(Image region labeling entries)
----------------

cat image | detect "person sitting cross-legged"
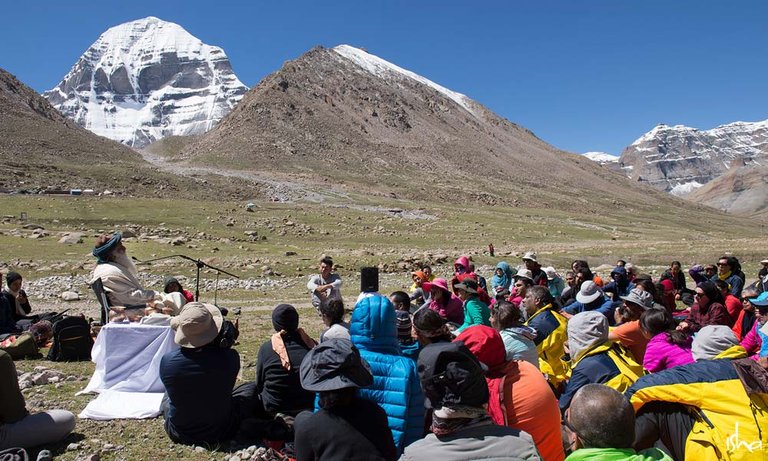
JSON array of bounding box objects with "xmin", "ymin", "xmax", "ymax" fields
[
  {"xmin": 559, "ymin": 311, "xmax": 645, "ymax": 411},
  {"xmin": 0, "ymin": 350, "xmax": 75, "ymax": 450},
  {"xmin": 456, "ymin": 325, "xmax": 565, "ymax": 461},
  {"xmin": 400, "ymin": 342, "xmax": 548, "ymax": 461},
  {"xmin": 294, "ymin": 338, "xmax": 397, "ymax": 461},
  {"xmin": 625, "ymin": 325, "xmax": 768, "ymax": 461},
  {"xmin": 349, "ymin": 295, "xmax": 424, "ymax": 454},
  {"xmin": 524, "ymin": 286, "xmax": 568, "ymax": 395},
  {"xmin": 160, "ymin": 302, "xmax": 240, "ymax": 445},
  {"xmin": 89, "ymin": 232, "xmax": 187, "ymax": 319},
  {"xmin": 254, "ymin": 304, "xmax": 317, "ymax": 419},
  {"xmin": 563, "ymin": 384, "xmax": 672, "ymax": 461}
]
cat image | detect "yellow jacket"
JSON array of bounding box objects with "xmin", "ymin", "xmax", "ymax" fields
[
  {"xmin": 626, "ymin": 346, "xmax": 768, "ymax": 461},
  {"xmin": 525, "ymin": 304, "xmax": 569, "ymax": 389}
]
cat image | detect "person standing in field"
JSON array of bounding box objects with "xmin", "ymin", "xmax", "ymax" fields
[{"xmin": 307, "ymin": 256, "xmax": 341, "ymax": 309}]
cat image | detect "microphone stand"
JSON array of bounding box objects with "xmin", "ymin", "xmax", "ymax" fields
[{"xmin": 131, "ymin": 255, "xmax": 240, "ymax": 304}]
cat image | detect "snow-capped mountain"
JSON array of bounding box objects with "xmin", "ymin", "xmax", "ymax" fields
[
  {"xmin": 43, "ymin": 17, "xmax": 248, "ymax": 147},
  {"xmin": 333, "ymin": 45, "xmax": 477, "ymax": 116},
  {"xmin": 581, "ymin": 152, "xmax": 619, "ymax": 165},
  {"xmin": 173, "ymin": 45, "xmax": 689, "ymax": 208},
  {"xmin": 619, "ymin": 120, "xmax": 768, "ymax": 195}
]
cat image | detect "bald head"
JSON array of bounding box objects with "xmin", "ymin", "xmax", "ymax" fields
[{"xmin": 568, "ymin": 384, "xmax": 635, "ymax": 448}]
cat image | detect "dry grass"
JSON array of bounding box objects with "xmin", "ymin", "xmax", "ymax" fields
[{"xmin": 0, "ymin": 192, "xmax": 765, "ymax": 460}]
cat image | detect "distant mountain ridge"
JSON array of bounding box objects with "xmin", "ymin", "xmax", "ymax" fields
[
  {"xmin": 581, "ymin": 152, "xmax": 619, "ymax": 165},
  {"xmin": 173, "ymin": 45, "xmax": 704, "ymax": 214},
  {"xmin": 43, "ymin": 17, "xmax": 248, "ymax": 147},
  {"xmin": 0, "ymin": 65, "xmax": 252, "ymax": 198},
  {"xmin": 619, "ymin": 120, "xmax": 768, "ymax": 195}
]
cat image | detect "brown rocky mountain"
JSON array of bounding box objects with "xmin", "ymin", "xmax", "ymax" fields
[
  {"xmin": 176, "ymin": 45, "xmax": 704, "ymax": 212},
  {"xmin": 686, "ymin": 165, "xmax": 768, "ymax": 217},
  {"xmin": 0, "ymin": 69, "xmax": 255, "ymax": 197}
]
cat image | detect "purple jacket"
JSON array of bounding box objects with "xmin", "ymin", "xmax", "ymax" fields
[{"xmin": 643, "ymin": 332, "xmax": 693, "ymax": 373}]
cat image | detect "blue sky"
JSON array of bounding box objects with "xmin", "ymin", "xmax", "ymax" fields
[{"xmin": 0, "ymin": 0, "xmax": 768, "ymax": 155}]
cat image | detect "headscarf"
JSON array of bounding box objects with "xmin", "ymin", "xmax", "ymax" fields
[
  {"xmin": 270, "ymin": 304, "xmax": 317, "ymax": 370},
  {"xmin": 411, "ymin": 270, "xmax": 429, "ymax": 283},
  {"xmin": 491, "ymin": 261, "xmax": 515, "ymax": 290},
  {"xmin": 91, "ymin": 232, "xmax": 123, "ymax": 264},
  {"xmin": 568, "ymin": 311, "xmax": 608, "ymax": 364},
  {"xmin": 5, "ymin": 271, "xmax": 21, "ymax": 290}
]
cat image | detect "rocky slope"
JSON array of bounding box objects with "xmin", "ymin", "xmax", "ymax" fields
[
  {"xmin": 686, "ymin": 165, "xmax": 768, "ymax": 217},
  {"xmin": 177, "ymin": 45, "xmax": 700, "ymax": 211},
  {"xmin": 44, "ymin": 17, "xmax": 248, "ymax": 147},
  {"xmin": 619, "ymin": 120, "xmax": 768, "ymax": 195},
  {"xmin": 0, "ymin": 69, "xmax": 258, "ymax": 198}
]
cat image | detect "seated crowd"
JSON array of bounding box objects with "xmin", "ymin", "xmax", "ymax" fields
[{"xmin": 0, "ymin": 241, "xmax": 768, "ymax": 460}]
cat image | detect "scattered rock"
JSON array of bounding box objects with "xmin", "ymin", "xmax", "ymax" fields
[
  {"xmin": 61, "ymin": 291, "xmax": 80, "ymax": 301},
  {"xmin": 171, "ymin": 237, "xmax": 187, "ymax": 246}
]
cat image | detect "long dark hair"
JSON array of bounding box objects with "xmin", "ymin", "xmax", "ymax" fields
[
  {"xmin": 640, "ymin": 308, "xmax": 688, "ymax": 346},
  {"xmin": 491, "ymin": 301, "xmax": 523, "ymax": 330},
  {"xmin": 698, "ymin": 282, "xmax": 724, "ymax": 308},
  {"xmin": 317, "ymin": 387, "xmax": 357, "ymax": 410},
  {"xmin": 635, "ymin": 274, "xmax": 665, "ymax": 306}
]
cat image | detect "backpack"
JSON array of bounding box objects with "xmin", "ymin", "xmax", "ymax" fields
[
  {"xmin": 48, "ymin": 316, "xmax": 93, "ymax": 362},
  {"xmin": 0, "ymin": 332, "xmax": 40, "ymax": 360}
]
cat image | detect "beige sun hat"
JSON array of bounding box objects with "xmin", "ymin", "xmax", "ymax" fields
[{"xmin": 171, "ymin": 302, "xmax": 224, "ymax": 348}]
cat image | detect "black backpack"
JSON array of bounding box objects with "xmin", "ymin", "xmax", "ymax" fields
[{"xmin": 48, "ymin": 316, "xmax": 93, "ymax": 362}]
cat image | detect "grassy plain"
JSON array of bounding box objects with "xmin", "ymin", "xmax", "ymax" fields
[{"xmin": 0, "ymin": 196, "xmax": 766, "ymax": 460}]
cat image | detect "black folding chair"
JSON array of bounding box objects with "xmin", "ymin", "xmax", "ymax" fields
[{"xmin": 91, "ymin": 278, "xmax": 110, "ymax": 325}]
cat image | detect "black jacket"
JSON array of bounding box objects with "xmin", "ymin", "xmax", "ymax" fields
[{"xmin": 294, "ymin": 397, "xmax": 397, "ymax": 461}]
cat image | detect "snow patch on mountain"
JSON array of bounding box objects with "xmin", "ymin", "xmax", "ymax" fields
[
  {"xmin": 581, "ymin": 152, "xmax": 619, "ymax": 165},
  {"xmin": 669, "ymin": 181, "xmax": 704, "ymax": 197},
  {"xmin": 43, "ymin": 17, "xmax": 248, "ymax": 147},
  {"xmin": 333, "ymin": 45, "xmax": 477, "ymax": 117}
]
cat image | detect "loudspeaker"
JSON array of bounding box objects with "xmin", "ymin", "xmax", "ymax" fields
[{"xmin": 360, "ymin": 267, "xmax": 379, "ymax": 293}]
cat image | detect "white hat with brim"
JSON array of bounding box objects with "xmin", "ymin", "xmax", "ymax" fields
[
  {"xmin": 171, "ymin": 302, "xmax": 224, "ymax": 348},
  {"xmin": 512, "ymin": 269, "xmax": 533, "ymax": 282},
  {"xmin": 576, "ymin": 280, "xmax": 603, "ymax": 304}
]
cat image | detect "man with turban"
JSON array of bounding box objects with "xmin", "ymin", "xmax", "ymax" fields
[{"xmin": 90, "ymin": 232, "xmax": 186, "ymax": 315}]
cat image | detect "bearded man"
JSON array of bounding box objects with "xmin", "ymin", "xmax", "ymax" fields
[{"xmin": 91, "ymin": 232, "xmax": 186, "ymax": 315}]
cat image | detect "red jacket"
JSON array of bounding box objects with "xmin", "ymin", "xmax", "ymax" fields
[
  {"xmin": 685, "ymin": 303, "xmax": 733, "ymax": 333},
  {"xmin": 456, "ymin": 325, "xmax": 565, "ymax": 461}
]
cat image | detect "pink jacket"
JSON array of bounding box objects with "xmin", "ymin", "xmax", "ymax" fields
[
  {"xmin": 643, "ymin": 332, "xmax": 693, "ymax": 373},
  {"xmin": 429, "ymin": 293, "xmax": 464, "ymax": 325},
  {"xmin": 741, "ymin": 321, "xmax": 763, "ymax": 360}
]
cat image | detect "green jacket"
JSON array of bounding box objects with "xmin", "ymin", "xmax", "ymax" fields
[
  {"xmin": 0, "ymin": 351, "xmax": 28, "ymax": 426},
  {"xmin": 565, "ymin": 448, "xmax": 672, "ymax": 461},
  {"xmin": 455, "ymin": 295, "xmax": 491, "ymax": 334}
]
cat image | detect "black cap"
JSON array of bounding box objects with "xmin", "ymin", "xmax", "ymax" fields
[
  {"xmin": 417, "ymin": 341, "xmax": 489, "ymax": 408},
  {"xmin": 299, "ymin": 338, "xmax": 373, "ymax": 392},
  {"xmin": 272, "ymin": 304, "xmax": 299, "ymax": 333}
]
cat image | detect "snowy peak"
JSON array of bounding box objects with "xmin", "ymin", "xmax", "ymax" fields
[
  {"xmin": 619, "ymin": 120, "xmax": 768, "ymax": 195},
  {"xmin": 333, "ymin": 45, "xmax": 477, "ymax": 116},
  {"xmin": 44, "ymin": 17, "xmax": 247, "ymax": 147},
  {"xmin": 582, "ymin": 152, "xmax": 619, "ymax": 165}
]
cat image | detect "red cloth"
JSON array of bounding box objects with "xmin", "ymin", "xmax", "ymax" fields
[
  {"xmin": 685, "ymin": 303, "xmax": 731, "ymax": 333},
  {"xmin": 612, "ymin": 320, "xmax": 648, "ymax": 363},
  {"xmin": 181, "ymin": 290, "xmax": 195, "ymax": 303},
  {"xmin": 725, "ymin": 293, "xmax": 744, "ymax": 327},
  {"xmin": 456, "ymin": 325, "xmax": 565, "ymax": 461}
]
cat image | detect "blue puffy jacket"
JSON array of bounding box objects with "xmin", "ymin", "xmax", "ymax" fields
[{"xmin": 349, "ymin": 295, "xmax": 424, "ymax": 454}]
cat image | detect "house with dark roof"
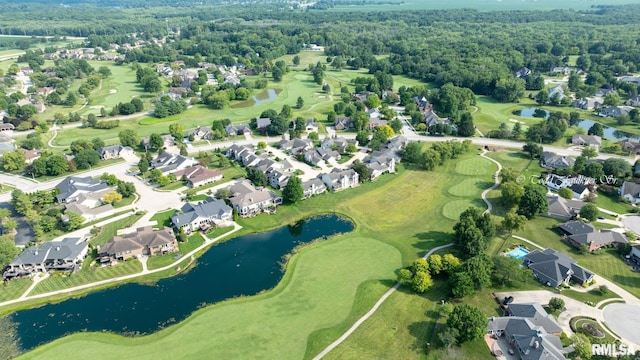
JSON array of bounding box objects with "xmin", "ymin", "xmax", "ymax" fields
[
  {"xmin": 174, "ymin": 165, "xmax": 222, "ymax": 188},
  {"xmin": 302, "ymin": 178, "xmax": 327, "ymax": 199},
  {"xmin": 3, "ymin": 238, "xmax": 89, "ymax": 279},
  {"xmin": 540, "ymin": 151, "xmax": 576, "ymax": 169},
  {"xmin": 98, "ymin": 145, "xmax": 133, "ymax": 160},
  {"xmin": 150, "ymin": 152, "xmax": 198, "ymax": 175},
  {"xmin": 98, "ymin": 226, "xmax": 178, "ymax": 264},
  {"xmin": 224, "ymin": 124, "xmax": 251, "ymax": 136},
  {"xmin": 229, "ymin": 179, "xmax": 282, "ymax": 217},
  {"xmin": 620, "ymin": 181, "xmax": 640, "ymax": 204},
  {"xmin": 171, "ymin": 197, "xmax": 233, "ymax": 233},
  {"xmin": 487, "ymin": 303, "xmax": 567, "ymax": 360},
  {"xmin": 320, "ymin": 168, "xmax": 358, "ymax": 191},
  {"xmin": 558, "ymin": 221, "xmax": 629, "ymax": 252},
  {"xmin": 522, "ymin": 248, "xmax": 594, "ymax": 287},
  {"xmin": 56, "ymin": 176, "xmax": 111, "ymax": 207}
]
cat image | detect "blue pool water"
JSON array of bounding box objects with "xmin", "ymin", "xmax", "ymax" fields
[{"xmin": 507, "ymin": 246, "xmax": 529, "ymax": 259}]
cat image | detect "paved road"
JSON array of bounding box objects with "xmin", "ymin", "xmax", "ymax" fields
[{"xmin": 313, "ymin": 243, "xmax": 453, "ymax": 360}]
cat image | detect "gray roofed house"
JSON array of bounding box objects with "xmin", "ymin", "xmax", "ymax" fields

----------------

TASK REQUIREMENTS – Extract every line of the data above that contains the string "backpack".

ANSWER TO THIS PROBLEM –
cat image | detect "backpack"
cat image | detect "black backpack"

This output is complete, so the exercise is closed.